* _Data section_
— BEGIN —

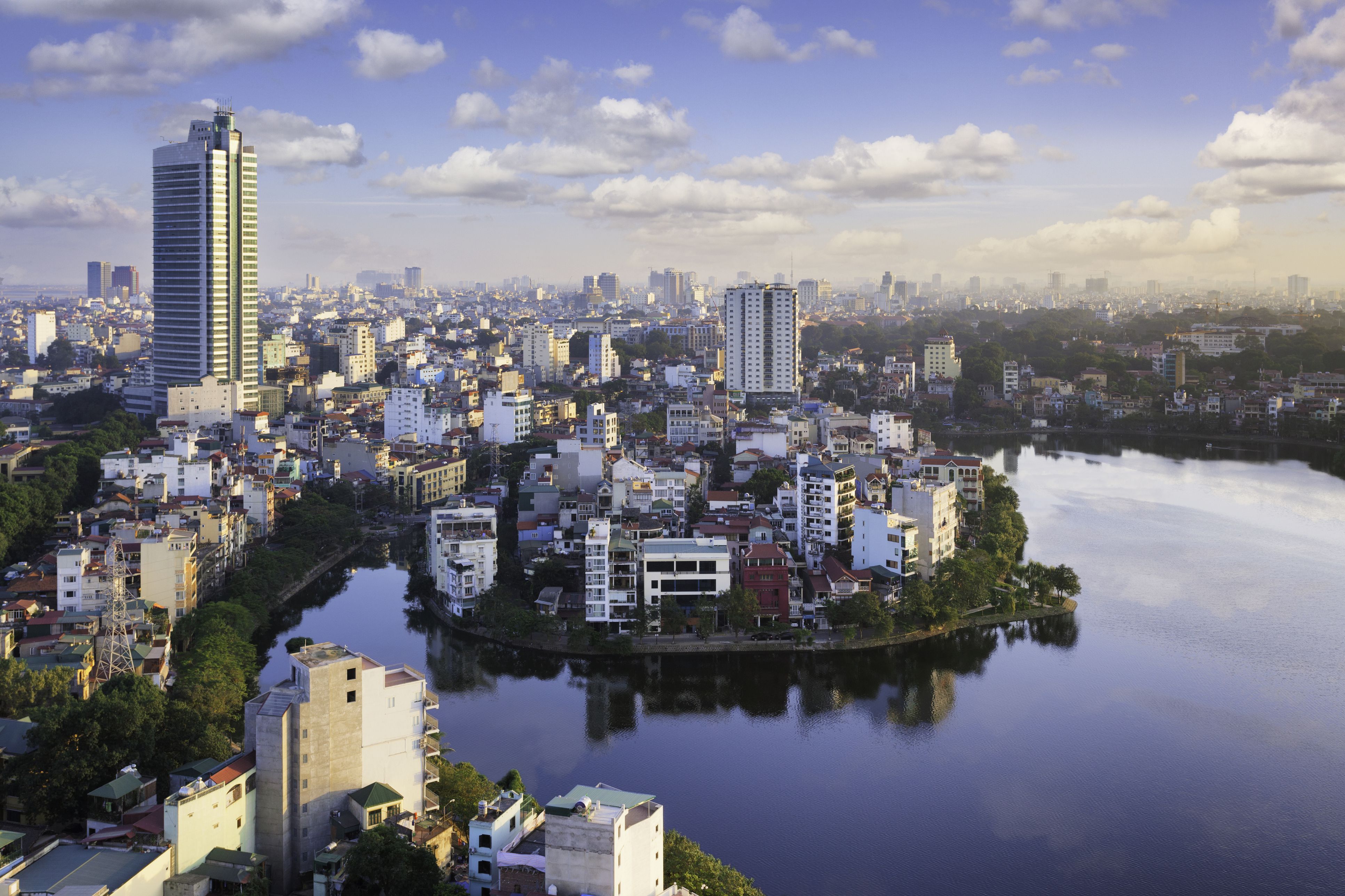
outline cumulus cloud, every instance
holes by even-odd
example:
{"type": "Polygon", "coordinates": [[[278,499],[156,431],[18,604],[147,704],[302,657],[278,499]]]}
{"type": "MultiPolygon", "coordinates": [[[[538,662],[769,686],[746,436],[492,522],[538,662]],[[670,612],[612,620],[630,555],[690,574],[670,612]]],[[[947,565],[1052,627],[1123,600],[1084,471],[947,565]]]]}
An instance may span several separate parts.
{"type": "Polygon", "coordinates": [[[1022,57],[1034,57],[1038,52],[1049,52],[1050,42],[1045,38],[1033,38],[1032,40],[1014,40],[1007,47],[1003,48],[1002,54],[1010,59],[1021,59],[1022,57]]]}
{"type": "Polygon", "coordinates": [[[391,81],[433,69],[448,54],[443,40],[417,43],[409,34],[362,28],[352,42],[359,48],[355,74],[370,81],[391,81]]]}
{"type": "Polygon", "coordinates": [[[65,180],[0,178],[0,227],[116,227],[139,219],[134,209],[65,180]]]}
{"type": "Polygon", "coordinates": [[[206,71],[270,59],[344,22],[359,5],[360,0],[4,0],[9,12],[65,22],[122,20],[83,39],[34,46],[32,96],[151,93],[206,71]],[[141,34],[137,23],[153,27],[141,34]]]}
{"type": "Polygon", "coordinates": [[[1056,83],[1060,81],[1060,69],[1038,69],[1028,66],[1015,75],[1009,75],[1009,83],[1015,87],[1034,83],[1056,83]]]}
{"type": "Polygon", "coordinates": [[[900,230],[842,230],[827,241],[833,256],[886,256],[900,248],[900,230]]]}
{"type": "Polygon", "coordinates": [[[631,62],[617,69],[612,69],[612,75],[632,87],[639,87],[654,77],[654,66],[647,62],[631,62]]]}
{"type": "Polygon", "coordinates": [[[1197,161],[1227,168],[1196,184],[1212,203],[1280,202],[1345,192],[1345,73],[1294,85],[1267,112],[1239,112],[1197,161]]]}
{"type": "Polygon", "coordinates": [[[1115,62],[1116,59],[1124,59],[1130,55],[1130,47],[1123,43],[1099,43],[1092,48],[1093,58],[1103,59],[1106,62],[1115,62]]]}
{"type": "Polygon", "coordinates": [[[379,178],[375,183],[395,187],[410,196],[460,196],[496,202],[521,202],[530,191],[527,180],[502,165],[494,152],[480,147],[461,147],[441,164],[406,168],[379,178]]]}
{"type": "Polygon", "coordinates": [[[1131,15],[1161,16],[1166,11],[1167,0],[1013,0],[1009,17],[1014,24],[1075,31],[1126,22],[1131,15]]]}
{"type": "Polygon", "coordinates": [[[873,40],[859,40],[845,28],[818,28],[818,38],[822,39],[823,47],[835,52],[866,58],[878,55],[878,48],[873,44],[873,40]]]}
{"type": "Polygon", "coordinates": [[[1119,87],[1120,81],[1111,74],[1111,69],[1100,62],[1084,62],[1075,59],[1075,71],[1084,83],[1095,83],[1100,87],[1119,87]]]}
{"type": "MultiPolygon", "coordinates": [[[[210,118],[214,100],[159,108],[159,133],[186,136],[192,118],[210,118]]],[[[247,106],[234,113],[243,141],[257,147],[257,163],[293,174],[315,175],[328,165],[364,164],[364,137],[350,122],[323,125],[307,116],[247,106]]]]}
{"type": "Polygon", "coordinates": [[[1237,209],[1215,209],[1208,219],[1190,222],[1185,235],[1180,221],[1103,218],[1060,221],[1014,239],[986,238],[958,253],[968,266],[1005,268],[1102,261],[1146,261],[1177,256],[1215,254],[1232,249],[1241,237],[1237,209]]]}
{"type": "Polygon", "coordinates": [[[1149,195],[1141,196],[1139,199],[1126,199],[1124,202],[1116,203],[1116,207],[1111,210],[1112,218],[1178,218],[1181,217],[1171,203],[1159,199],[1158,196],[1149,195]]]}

— END —

* _Task description_
Recast the data above as a Markdown table with the columns Row and Content, putting each line in its own numbered row. Leave out blank lines and the pictures.

* _Exercise response_
| Row | Content |
|---|---|
| 1 | outline cumulus cloud, every instance |
| 2 | holes by even-odd |
| 3 | example: |
| 4 | {"type": "Polygon", "coordinates": [[[278,499],[156,431],[18,604],[147,704],[302,657],[278,499]]]} |
| 5 | {"type": "MultiPolygon", "coordinates": [[[[538,662],[769,686],[746,436],[492,522],[538,662]],[[670,612],[612,620],[630,555],[690,574],[670,612]]],[[[947,565],[1052,627],[1123,600],[1084,471],[947,565]]]]} |
| 6 | An instance may span several separate parts. |
| 7 | {"type": "Polygon", "coordinates": [[[1022,57],[1034,57],[1038,52],[1049,52],[1050,42],[1045,38],[1033,38],[1032,40],[1014,40],[1007,47],[1003,48],[1002,54],[1010,59],[1021,59],[1022,57]]]} |
| 8 | {"type": "Polygon", "coordinates": [[[391,81],[433,69],[448,54],[443,40],[417,43],[409,34],[362,28],[352,42],[359,48],[355,74],[370,81],[391,81]]]} |
| 9 | {"type": "Polygon", "coordinates": [[[65,180],[0,178],[0,227],[116,227],[139,219],[134,209],[65,180]]]} |
| 10 | {"type": "Polygon", "coordinates": [[[206,71],[270,59],[344,22],[359,5],[360,0],[4,0],[9,12],[65,22],[122,20],[83,39],[34,46],[32,96],[151,93],[206,71]],[[141,34],[137,23],[153,27],[141,34]]]} |
| 11 | {"type": "Polygon", "coordinates": [[[1056,83],[1060,81],[1060,69],[1038,69],[1028,66],[1015,75],[1009,75],[1009,83],[1015,87],[1034,83],[1056,83]]]} |
| 12 | {"type": "Polygon", "coordinates": [[[900,230],[842,230],[827,241],[833,256],[886,256],[900,248],[900,230]]]} |
| 13 | {"type": "Polygon", "coordinates": [[[631,62],[617,69],[612,69],[612,75],[632,87],[639,87],[654,77],[654,66],[647,62],[631,62]]]} |
| 14 | {"type": "Polygon", "coordinates": [[[1197,161],[1227,168],[1196,184],[1212,203],[1280,202],[1345,192],[1345,73],[1294,85],[1267,112],[1239,112],[1197,161]]]} |
| 15 | {"type": "Polygon", "coordinates": [[[1115,62],[1116,59],[1124,59],[1130,55],[1130,47],[1123,43],[1099,43],[1092,48],[1093,58],[1103,59],[1106,62],[1115,62]]]} |
| 16 | {"type": "Polygon", "coordinates": [[[379,178],[375,183],[395,187],[410,196],[460,196],[496,202],[521,202],[530,191],[527,180],[502,165],[494,152],[480,147],[461,147],[441,164],[406,168],[379,178]]]} |
| 17 | {"type": "Polygon", "coordinates": [[[1131,15],[1161,16],[1166,11],[1167,0],[1013,0],[1009,17],[1014,24],[1075,31],[1126,22],[1131,15]]]} |
| 18 | {"type": "Polygon", "coordinates": [[[873,40],[859,40],[845,28],[818,28],[818,38],[822,39],[823,47],[835,52],[866,58],[878,55],[878,48],[873,44],[873,40]]]} |
| 19 | {"type": "Polygon", "coordinates": [[[1119,87],[1120,81],[1111,74],[1111,69],[1100,62],[1084,62],[1075,59],[1075,71],[1084,83],[1095,83],[1100,87],[1119,87]]]} |
| 20 | {"type": "MultiPolygon", "coordinates": [[[[210,118],[214,100],[159,108],[159,133],[186,136],[192,118],[210,118]]],[[[247,106],[234,113],[243,141],[257,147],[257,163],[293,174],[315,175],[328,165],[364,164],[364,137],[350,122],[323,125],[307,116],[247,106]]]]} |
| 21 | {"type": "Polygon", "coordinates": [[[1237,209],[1215,209],[1208,219],[1190,222],[1185,235],[1180,221],[1103,218],[1060,221],[1014,239],[986,238],[958,253],[968,266],[1005,268],[1102,261],[1146,261],[1177,256],[1215,254],[1232,249],[1241,237],[1237,209]]]} |
| 22 | {"type": "Polygon", "coordinates": [[[1149,195],[1141,196],[1139,199],[1126,199],[1124,202],[1116,203],[1116,207],[1111,210],[1112,218],[1178,218],[1181,217],[1171,203],[1159,199],[1158,196],[1149,195]]]} |